[Data items]
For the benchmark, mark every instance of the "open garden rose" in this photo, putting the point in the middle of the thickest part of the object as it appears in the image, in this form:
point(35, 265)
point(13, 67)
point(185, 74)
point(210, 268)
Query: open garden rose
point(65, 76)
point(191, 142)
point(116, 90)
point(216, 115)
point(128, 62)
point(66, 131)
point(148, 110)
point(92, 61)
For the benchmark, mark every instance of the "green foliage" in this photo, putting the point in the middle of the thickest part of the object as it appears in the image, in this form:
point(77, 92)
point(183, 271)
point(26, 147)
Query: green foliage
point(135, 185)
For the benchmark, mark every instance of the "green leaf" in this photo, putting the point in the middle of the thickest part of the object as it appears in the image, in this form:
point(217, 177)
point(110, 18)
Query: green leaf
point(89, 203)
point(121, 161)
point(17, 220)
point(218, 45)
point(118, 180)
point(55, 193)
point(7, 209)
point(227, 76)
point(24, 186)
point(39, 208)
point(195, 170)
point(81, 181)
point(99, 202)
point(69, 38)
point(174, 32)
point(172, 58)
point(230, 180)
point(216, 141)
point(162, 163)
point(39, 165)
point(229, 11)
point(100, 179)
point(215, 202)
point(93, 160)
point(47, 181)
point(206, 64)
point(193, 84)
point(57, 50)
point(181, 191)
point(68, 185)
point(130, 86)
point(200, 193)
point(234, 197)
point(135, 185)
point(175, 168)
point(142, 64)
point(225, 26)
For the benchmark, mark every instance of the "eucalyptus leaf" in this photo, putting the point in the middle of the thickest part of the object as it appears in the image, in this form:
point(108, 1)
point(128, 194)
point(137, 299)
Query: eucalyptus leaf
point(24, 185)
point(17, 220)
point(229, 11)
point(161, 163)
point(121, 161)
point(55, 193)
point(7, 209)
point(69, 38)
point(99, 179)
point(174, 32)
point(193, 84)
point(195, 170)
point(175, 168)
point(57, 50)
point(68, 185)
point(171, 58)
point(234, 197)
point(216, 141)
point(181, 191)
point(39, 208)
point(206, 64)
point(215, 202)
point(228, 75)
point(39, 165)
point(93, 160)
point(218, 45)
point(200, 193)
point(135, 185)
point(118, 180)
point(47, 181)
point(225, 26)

→ **Stated task**:
Extract every line of the records above and copy each one verbatim, keeping the original order.

→ **Full response**:
For the benchmark, mark every instance of the "open garden rose" in this photo, putting the point in the middle of the thickest part of the object as it appears in the image, in this form:
point(35, 265)
point(13, 67)
point(185, 74)
point(210, 268)
Query: open garden rose
point(65, 76)
point(191, 142)
point(116, 90)
point(216, 115)
point(128, 62)
point(66, 131)
point(148, 110)
point(92, 61)
For the benchmark, mark every instance of the "green foliage" in this photo, putting the point in the middle of the thickest part of the object as it appears in the image, in this form:
point(77, 92)
point(183, 271)
point(26, 147)
Query: green foliage
point(135, 185)
For the benchmark, mark every instance of the "green leaf" in this photo, putting the point in the middle of the thickest part of the object as it appears in the image, in this form:
point(217, 177)
point(110, 18)
Query: green leaf
point(89, 203)
point(121, 161)
point(17, 220)
point(218, 45)
point(118, 180)
point(55, 193)
point(7, 209)
point(227, 76)
point(24, 186)
point(39, 208)
point(195, 170)
point(81, 181)
point(99, 202)
point(69, 38)
point(174, 32)
point(172, 58)
point(230, 180)
point(216, 141)
point(162, 163)
point(39, 165)
point(229, 11)
point(100, 179)
point(215, 202)
point(93, 160)
point(47, 181)
point(206, 64)
point(193, 84)
point(57, 50)
point(181, 191)
point(68, 185)
point(130, 86)
point(200, 193)
point(234, 197)
point(135, 185)
point(175, 168)
point(142, 64)
point(225, 26)
For the benchmark, mark every instance of the "eucalyptus leaf" in this photo, putting the point in the middle of the thickest part of the object as it appears in the image, in this form:
point(108, 1)
point(128, 194)
point(137, 299)
Query: eucalyptus leaf
point(24, 185)
point(17, 220)
point(229, 11)
point(161, 163)
point(121, 161)
point(55, 193)
point(7, 209)
point(69, 38)
point(99, 179)
point(174, 32)
point(193, 84)
point(195, 170)
point(175, 168)
point(57, 50)
point(68, 185)
point(171, 58)
point(234, 197)
point(216, 141)
point(181, 191)
point(39, 208)
point(206, 64)
point(215, 202)
point(228, 75)
point(39, 165)
point(93, 160)
point(218, 45)
point(200, 193)
point(135, 185)
point(118, 180)
point(47, 181)
point(225, 26)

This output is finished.